Coordinate annotation records
[start]

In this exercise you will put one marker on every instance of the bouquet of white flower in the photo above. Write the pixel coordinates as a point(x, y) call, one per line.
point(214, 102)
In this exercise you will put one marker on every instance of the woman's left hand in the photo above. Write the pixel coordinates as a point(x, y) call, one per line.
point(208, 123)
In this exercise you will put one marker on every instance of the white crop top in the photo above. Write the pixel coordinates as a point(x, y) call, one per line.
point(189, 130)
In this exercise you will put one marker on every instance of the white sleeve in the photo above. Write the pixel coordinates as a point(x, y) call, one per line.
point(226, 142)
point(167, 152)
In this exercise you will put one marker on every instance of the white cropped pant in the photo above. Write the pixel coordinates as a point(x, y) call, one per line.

[end]

> _Goal of the exercise_
Can you swap every "marker" in the records for "dot" and leave everything else untouched?

> _Expected output_
In this exercise you will put one dot on every instance of the bouquet of white flower in the photo above. Write the pixel coordinates as a point(x, y) call, one per line.
point(214, 102)
In this exercise you will put one dot on every instance of the woman's left hand in the photo above. Write the pixel coordinates as a point(x, y) call, one per line.
point(208, 123)
In this exercise you will put one dot on every instance of the white crop top in the photo above. Write the pixel coordinates as a point(x, y) call, one per line.
point(189, 130)
In this exercise you will put one dot on every instance of the white sleeve in the photo above. Write the pixel coordinates as a point(x, y) call, one per line.
point(226, 142)
point(167, 152)
In this exercise you will put one dot on every instance of the white cropped pant in the photo above. Write the pixel coordinates as a point(x, y) call, one per line.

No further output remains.